━━━ SOURCE DATA

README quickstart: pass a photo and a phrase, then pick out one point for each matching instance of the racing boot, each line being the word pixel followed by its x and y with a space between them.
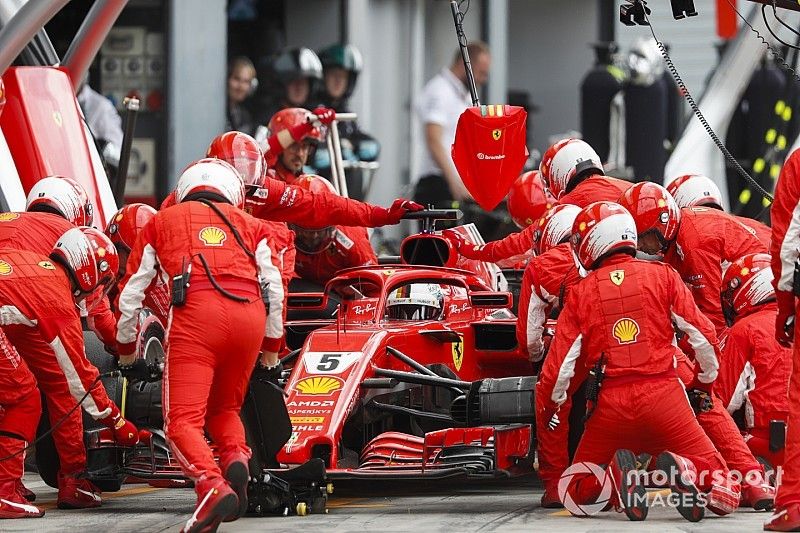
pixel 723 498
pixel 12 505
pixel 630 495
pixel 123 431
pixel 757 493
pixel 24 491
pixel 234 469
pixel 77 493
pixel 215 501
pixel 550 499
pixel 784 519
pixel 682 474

━━━━━━
━━━ SOURCE DATA

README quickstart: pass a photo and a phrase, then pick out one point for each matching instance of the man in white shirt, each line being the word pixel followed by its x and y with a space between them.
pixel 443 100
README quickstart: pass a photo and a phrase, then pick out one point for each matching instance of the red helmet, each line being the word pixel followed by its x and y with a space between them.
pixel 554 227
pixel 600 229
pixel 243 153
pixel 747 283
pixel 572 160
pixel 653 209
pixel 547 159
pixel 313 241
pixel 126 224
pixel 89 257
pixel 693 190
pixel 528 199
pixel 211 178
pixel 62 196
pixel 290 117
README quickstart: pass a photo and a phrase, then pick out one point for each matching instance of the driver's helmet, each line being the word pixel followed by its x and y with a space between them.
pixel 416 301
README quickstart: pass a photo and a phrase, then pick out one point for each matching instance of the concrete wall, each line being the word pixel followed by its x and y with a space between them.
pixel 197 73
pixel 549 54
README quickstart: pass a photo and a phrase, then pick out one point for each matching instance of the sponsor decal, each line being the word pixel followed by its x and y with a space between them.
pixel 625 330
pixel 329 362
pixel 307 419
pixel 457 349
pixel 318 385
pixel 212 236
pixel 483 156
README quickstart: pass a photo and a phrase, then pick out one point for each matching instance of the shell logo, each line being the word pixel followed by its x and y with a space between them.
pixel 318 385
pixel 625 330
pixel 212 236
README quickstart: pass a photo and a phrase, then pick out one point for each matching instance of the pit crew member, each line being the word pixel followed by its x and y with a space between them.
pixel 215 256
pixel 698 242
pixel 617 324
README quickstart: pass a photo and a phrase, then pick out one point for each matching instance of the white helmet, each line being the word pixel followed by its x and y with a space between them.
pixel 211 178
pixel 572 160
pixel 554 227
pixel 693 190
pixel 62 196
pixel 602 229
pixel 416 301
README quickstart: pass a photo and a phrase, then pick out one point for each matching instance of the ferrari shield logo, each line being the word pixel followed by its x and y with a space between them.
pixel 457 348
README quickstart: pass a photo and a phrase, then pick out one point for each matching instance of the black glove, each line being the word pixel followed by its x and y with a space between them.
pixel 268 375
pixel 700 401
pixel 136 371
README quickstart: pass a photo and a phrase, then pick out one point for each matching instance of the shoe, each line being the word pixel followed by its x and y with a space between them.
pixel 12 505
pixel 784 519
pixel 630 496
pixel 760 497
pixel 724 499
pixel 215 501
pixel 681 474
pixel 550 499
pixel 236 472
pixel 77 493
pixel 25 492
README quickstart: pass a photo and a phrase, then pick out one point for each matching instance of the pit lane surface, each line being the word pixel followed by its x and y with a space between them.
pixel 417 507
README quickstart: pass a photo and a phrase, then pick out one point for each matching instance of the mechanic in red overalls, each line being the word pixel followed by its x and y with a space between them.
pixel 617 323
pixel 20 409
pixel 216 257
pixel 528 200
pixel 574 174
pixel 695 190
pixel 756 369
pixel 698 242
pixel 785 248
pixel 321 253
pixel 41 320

━━━━━━
━━━ SOURCE DATA

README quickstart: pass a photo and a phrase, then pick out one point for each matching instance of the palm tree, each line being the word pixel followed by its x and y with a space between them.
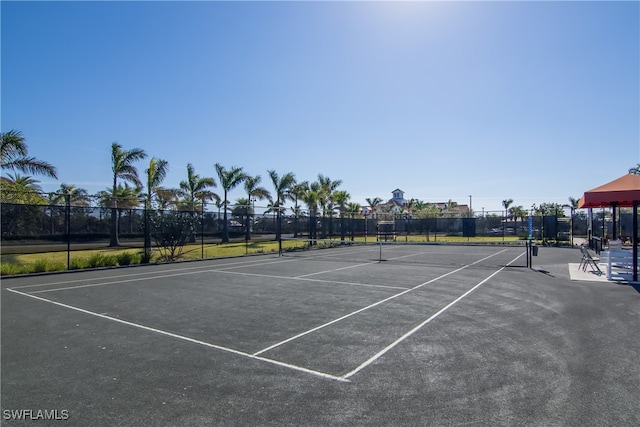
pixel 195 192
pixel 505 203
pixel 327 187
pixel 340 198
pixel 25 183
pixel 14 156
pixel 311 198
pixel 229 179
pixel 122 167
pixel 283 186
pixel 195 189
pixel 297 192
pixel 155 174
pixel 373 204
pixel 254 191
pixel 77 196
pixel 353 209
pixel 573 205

━━━━━━

_BRIEF_. Copy out each line in the entries above that contains the word "concrete".

_COMPLETED TASK_.
README quickstart: pass a photo and a phrase, then pick out one point for each matching instance of the concrete wall, each line being the word pixel followed by its x and y with a space between them.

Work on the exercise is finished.